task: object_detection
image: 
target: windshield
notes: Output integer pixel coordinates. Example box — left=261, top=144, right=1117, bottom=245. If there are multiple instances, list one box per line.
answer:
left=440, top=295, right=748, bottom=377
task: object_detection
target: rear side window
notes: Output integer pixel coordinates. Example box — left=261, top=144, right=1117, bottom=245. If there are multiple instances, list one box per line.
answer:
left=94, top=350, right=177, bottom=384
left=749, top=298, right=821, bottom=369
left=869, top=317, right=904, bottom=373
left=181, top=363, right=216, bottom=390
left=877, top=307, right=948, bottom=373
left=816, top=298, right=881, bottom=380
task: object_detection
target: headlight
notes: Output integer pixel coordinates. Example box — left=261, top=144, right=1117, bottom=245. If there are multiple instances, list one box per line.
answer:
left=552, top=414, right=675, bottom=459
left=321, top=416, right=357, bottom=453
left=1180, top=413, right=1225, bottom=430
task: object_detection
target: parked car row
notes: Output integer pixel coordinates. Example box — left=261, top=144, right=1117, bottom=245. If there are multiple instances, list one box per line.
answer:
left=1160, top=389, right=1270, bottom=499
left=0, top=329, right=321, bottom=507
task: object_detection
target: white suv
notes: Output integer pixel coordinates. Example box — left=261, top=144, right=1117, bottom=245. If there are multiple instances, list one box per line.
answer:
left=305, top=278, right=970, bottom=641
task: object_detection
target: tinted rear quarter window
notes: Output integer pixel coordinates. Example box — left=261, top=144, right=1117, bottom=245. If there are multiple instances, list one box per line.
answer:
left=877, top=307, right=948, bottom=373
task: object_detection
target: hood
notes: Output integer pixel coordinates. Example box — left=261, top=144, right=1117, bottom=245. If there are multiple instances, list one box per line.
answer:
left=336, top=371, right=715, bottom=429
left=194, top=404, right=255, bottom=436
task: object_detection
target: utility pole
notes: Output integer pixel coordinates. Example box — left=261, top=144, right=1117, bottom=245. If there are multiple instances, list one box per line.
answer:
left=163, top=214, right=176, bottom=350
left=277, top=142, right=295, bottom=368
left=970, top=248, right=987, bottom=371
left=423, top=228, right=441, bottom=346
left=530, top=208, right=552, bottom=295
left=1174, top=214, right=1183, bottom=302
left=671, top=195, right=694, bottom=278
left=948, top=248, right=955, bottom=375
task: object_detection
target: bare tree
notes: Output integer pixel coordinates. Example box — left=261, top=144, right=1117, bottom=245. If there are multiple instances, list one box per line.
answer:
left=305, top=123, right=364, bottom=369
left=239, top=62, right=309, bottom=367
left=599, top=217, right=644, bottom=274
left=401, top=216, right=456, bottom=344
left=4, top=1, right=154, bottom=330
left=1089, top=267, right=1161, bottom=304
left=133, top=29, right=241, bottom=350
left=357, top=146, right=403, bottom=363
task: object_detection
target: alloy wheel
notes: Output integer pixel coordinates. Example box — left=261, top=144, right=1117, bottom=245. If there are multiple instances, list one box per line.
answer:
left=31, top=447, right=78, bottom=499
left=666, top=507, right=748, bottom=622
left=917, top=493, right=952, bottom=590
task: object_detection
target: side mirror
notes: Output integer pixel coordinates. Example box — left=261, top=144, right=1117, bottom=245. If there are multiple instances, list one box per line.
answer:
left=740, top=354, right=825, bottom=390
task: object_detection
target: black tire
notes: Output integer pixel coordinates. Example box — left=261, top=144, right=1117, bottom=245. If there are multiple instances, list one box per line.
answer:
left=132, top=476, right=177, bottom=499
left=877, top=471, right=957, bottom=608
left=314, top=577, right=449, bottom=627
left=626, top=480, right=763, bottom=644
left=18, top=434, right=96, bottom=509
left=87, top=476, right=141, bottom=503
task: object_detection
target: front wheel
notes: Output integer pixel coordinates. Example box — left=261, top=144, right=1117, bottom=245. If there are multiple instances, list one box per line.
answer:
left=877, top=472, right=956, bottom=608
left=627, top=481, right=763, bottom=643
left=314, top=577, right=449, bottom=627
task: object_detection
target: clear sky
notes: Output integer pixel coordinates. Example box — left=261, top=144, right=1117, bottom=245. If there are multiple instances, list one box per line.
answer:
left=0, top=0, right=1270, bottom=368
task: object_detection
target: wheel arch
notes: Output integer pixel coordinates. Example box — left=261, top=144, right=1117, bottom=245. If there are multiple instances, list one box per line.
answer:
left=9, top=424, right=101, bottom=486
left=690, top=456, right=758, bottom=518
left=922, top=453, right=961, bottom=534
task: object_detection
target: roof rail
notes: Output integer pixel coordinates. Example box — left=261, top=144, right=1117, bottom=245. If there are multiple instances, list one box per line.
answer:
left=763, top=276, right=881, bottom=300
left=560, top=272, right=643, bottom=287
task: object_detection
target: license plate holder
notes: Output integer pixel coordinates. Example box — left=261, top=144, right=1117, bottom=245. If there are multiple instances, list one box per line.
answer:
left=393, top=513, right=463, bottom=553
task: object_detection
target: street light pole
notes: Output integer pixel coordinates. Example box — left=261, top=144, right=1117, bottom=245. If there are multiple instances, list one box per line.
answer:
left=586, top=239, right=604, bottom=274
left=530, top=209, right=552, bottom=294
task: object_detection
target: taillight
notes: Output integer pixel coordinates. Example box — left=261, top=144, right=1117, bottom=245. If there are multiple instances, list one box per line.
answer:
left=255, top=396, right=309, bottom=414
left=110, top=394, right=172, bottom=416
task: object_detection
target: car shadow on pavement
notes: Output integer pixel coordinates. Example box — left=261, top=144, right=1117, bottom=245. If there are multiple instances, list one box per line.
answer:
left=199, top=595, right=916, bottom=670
***
### Problem to work on:
Go back to the listing above and please repeat it exactly.

### The completed task:
task: object_detection
image: 
target: windshield
notes: Output integer pixel coordinates. Example box — left=261, top=144, right=1117, bottom=245. If there are multiple instances, list one box per line.
answer:
left=440, top=295, right=748, bottom=377
task: object_detection
target: rear side window
notes: Output integer pixel coordinates. Example box — left=261, top=144, right=1117, bottom=245. If there are multiple instances, list one box per line.
answer:
left=94, top=350, right=177, bottom=384
left=749, top=298, right=821, bottom=369
left=869, top=317, right=904, bottom=373
left=181, top=363, right=216, bottom=390
left=877, top=307, right=948, bottom=373
left=816, top=298, right=881, bottom=380
task: object_detection
target: headlight
notes: Output integer pixel coordinates. Example box — left=261, top=144, right=1117, bottom=245. If there are multiple instances, list one box per line.
answer:
left=552, top=414, right=675, bottom=459
left=321, top=416, right=357, bottom=453
left=1180, top=413, right=1225, bottom=430
task: object_detection
target: parked car row
notes: Output integer pixel coordinates. Example box — left=261, top=144, right=1117, bottom=245. If there are multiple instances, list one box per line.
answer:
left=1160, top=389, right=1270, bottom=499
left=0, top=329, right=321, bottom=507
task: object_detection
target: white suv
notes: Output integer pixel coordinates. Example box — left=261, top=144, right=1117, bottom=245. If there are multiple instances, list one box per line.
answer:
left=305, top=278, right=970, bottom=641
task: object_detection
target: tinted rear quarter window
notes: Output integer pixel coordinates. Example box — left=261, top=144, right=1117, bottom=245. If there are multiple instances, list one box per line.
answer:
left=877, top=307, right=948, bottom=373
task: object_detection
target: hood
notes: Output integer pixel coordinates. Example box — left=261, top=144, right=1117, bottom=245. If there are multiple instances, list one box per line.
answer:
left=336, top=371, right=715, bottom=429
left=194, top=404, right=255, bottom=436
task: object_detection
target: utility pole
notes: Output integer pixel coordinates. Example box — left=261, top=144, right=1117, bottom=245. If there are multiple instances, list one box per line.
answer:
left=163, top=214, right=176, bottom=350
left=277, top=142, right=295, bottom=368
left=970, top=248, right=987, bottom=371
left=423, top=228, right=441, bottom=346
left=530, top=208, right=552, bottom=295
left=1174, top=214, right=1183, bottom=302
left=671, top=195, right=694, bottom=278
left=948, top=248, right=955, bottom=375
task: object_detection
target: bare tree
notes: Output integer pixel coordinates. Example box — left=261, top=144, right=1117, bottom=245. If there are multiple instances, list one box per line.
answer:
left=305, top=123, right=364, bottom=369
left=239, top=62, right=309, bottom=367
left=599, top=217, right=644, bottom=274
left=401, top=216, right=456, bottom=344
left=4, top=1, right=154, bottom=330
left=1089, top=267, right=1161, bottom=304
left=133, top=29, right=241, bottom=350
left=357, top=146, right=403, bottom=363
task: object_detection
target: alloy wheel
notes: Output integer pixel coordinates. Example box — left=261, top=144, right=1117, bottom=245. If there are multiple instances, list one box per line.
answer:
left=31, top=447, right=78, bottom=499
left=666, top=507, right=748, bottom=622
left=917, top=493, right=952, bottom=590
task: object_detection
target: side mirror
notes: Output integer pixel coordinates. Example box — left=261, top=144, right=1117, bottom=245. If there are multiple instances, list one box per line.
answer:
left=740, top=354, right=825, bottom=390
task: object_detection
target: black tire
notes: Output integer pixel coordinates. Example box — left=261, top=144, right=1117, bottom=245. If there are multiple instances, list one box per line.
answer:
left=132, top=476, right=177, bottom=499
left=877, top=471, right=957, bottom=608
left=314, top=577, right=449, bottom=627
left=626, top=480, right=763, bottom=644
left=18, top=434, right=96, bottom=509
left=87, top=476, right=141, bottom=503
task: object_detection
target: front wheel
notes: Output integer pixel coordinates. Example box — left=261, top=144, right=1117, bottom=245. If there are multiple instances, list one box per line.
answer:
left=877, top=472, right=956, bottom=608
left=627, top=481, right=763, bottom=643
left=314, top=577, right=449, bottom=627
task: object_detection
target: clear sky
notes: Output integer pixel coordinates. Example box — left=261, top=144, right=1117, bottom=245. If there are multiple instances, list one box per line.
answer:
left=0, top=0, right=1270, bottom=368
task: object_detection
target: wheel arch
notes: Output integer pixel coordinates. Example box — left=261, top=144, right=1117, bottom=245. If there are multiple instances, list one box per line.
answer:
left=9, top=424, right=101, bottom=486
left=690, top=456, right=758, bottom=518
left=922, top=453, right=961, bottom=534
task: object_detection
target: roof rail
notes: Output integer pixel coordinates. Example box — left=261, top=144, right=1117, bottom=245. If there are multiple instances, list one box per line.
answer:
left=763, top=276, right=881, bottom=300
left=560, top=272, right=643, bottom=287
task: object_detection
target: license plate holder
notes: Output integer pixel coordinates. Example box — left=261, top=144, right=1117, bottom=245. If there are multiple instances, list one box per line.
answer:
left=393, top=513, right=463, bottom=553
task: object_detection
target: street light pole
notes: Output integer pixel coordinates. Example box — left=261, top=144, right=1117, bottom=245. If there are multiple instances, list one box per line.
answer:
left=586, top=239, right=604, bottom=274
left=530, top=209, right=552, bottom=294
task: object_detection
target: taillight
notes: Output integer pixel coordinates. Example box — left=261, top=144, right=1117, bottom=245. If there are multiple instances, list one box per line.
answer:
left=255, top=396, right=309, bottom=414
left=110, top=394, right=172, bottom=416
task: object_detection
target: car shadow on pavement
notes: Output integer pixel coordinates. Example box — left=261, top=144, right=1117, bottom=245. If there are multiple instances, list one box per line.
answer:
left=199, top=595, right=916, bottom=670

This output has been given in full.